Document text »
** Start **

You are viewing a plain text version of this content. The canonical link for it is here.
Posted to user@cassandra.apache.org by "Richard L. Burton III" <mr...@gmail.com> on 2016/01/11 20:47:42 UTC

Recommendations for an embedded Cassandra and Unit Tests

I'm looking to see what's recommended for an embedded version of Cassandra,
just for unit testing.

I'm looking at https://github.com/jsevellec/cassandra-unit/wiki but I
wanted to see if there's was a better recommendation?

-- 
-Richard L. Burton III
@rburton

Re: Recommendations for an embedded Cassandra and Unit Tests

Posted by "Richard L. Burton III" <mr...@gmail.com>.
I was hoping that the cqlsh project would expose a class that you can feed
is a source file via Java.

The parsers in these other projects don't properly parse CQL. e.g., when
you encounter a semicolon within a string, ignore it and continue on
looking for the end of the string.

** End **

Raw records »

** Start **

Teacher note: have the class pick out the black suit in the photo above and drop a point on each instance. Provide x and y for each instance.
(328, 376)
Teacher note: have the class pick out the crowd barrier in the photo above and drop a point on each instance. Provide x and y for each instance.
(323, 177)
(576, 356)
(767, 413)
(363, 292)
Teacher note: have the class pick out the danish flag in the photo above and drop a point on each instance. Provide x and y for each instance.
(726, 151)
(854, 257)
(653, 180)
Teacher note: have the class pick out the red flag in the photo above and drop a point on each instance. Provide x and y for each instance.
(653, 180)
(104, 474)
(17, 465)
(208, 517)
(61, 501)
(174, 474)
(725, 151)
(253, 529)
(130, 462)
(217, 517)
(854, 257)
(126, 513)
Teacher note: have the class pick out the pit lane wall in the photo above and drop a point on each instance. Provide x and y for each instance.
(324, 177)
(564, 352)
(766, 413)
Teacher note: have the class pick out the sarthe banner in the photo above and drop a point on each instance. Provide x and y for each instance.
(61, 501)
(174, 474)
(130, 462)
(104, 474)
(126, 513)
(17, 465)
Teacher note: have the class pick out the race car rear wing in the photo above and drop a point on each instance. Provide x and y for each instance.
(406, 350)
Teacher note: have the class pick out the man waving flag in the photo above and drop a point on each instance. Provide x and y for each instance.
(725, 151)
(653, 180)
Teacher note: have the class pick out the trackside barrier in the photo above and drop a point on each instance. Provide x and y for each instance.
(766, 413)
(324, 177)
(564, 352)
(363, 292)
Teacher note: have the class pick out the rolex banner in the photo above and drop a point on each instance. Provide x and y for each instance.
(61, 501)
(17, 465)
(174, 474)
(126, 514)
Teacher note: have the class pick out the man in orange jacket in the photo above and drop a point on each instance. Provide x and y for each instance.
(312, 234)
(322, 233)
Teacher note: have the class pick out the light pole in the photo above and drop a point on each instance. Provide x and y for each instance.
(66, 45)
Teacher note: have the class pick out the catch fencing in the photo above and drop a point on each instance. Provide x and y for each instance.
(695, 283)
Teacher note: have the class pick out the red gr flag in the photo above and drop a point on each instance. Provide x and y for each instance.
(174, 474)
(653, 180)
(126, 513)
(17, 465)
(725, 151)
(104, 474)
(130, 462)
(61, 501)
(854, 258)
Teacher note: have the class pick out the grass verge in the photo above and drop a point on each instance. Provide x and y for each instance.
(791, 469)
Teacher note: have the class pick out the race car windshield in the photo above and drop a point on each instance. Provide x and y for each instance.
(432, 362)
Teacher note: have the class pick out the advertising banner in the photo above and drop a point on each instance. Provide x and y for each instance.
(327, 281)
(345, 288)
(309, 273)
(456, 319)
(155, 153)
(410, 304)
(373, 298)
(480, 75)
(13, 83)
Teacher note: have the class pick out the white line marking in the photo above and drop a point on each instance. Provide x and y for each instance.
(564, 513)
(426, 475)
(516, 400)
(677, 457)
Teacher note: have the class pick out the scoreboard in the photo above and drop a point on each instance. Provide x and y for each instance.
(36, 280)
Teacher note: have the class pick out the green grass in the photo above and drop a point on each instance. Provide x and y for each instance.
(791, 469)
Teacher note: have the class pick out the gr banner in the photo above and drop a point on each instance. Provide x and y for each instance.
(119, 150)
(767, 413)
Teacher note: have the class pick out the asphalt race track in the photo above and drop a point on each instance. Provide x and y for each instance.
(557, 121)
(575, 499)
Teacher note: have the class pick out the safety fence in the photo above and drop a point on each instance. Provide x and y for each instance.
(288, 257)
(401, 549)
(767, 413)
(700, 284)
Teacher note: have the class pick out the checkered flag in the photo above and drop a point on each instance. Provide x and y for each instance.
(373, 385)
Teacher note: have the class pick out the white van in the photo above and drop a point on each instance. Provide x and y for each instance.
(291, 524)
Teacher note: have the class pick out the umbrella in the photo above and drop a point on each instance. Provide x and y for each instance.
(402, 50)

** End **
** Start **

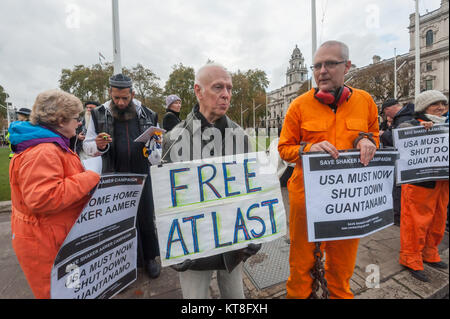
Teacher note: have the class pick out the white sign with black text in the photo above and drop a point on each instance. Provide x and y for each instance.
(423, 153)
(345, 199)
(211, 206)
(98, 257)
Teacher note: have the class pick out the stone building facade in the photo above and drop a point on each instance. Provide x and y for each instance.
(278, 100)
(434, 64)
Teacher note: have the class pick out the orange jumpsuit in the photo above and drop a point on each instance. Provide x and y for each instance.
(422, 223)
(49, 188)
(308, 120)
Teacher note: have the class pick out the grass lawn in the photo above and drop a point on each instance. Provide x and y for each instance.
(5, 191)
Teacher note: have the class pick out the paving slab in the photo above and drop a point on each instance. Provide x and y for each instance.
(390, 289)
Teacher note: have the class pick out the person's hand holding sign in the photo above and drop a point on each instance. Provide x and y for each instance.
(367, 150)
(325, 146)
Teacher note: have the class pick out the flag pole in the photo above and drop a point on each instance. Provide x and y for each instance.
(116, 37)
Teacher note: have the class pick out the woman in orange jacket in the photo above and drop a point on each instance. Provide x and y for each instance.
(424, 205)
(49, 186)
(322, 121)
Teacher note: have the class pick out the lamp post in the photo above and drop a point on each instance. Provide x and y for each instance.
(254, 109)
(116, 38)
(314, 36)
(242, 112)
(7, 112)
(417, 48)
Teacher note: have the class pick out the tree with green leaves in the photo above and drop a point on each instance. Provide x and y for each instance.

** End **

Directions » Condense the paragraph of the Cassandra unit-testing thread that begins "The parsers in these other projects" into a single shorter sentence that keeps its main facts.

Written response » The other projects' parsers mishandle CQL: a semicolon inside a string should be ignored, and parsing should continue until the string ends.